■ GIVEN EXERCISE
Pull out each row below that contains the word "brim", and copy those rows as they appear.
====== MATERIAL FOR THE TASK ======
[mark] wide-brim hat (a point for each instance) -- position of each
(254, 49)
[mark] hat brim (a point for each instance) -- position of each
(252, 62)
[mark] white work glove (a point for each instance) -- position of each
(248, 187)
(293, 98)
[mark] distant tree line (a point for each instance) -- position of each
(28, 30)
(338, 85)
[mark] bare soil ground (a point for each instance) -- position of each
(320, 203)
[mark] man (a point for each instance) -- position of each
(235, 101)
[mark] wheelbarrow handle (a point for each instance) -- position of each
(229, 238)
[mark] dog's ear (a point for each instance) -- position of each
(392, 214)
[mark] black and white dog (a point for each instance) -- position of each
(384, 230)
======
====== MATERIAL FOR THE TASK ======
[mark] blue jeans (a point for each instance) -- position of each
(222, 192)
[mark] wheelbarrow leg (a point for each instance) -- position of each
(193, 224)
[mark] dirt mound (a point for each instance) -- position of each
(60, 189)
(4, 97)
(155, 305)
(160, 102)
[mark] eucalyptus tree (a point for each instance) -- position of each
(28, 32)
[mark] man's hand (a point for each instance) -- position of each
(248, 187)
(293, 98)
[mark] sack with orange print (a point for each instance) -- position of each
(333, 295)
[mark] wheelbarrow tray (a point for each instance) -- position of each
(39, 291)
======
■ RESPONSE TO THE EXERCISE
[mark] wide-brim hat (a point for each instance) -- position of each
[mark] hat brim (a point for each instance) -- position of each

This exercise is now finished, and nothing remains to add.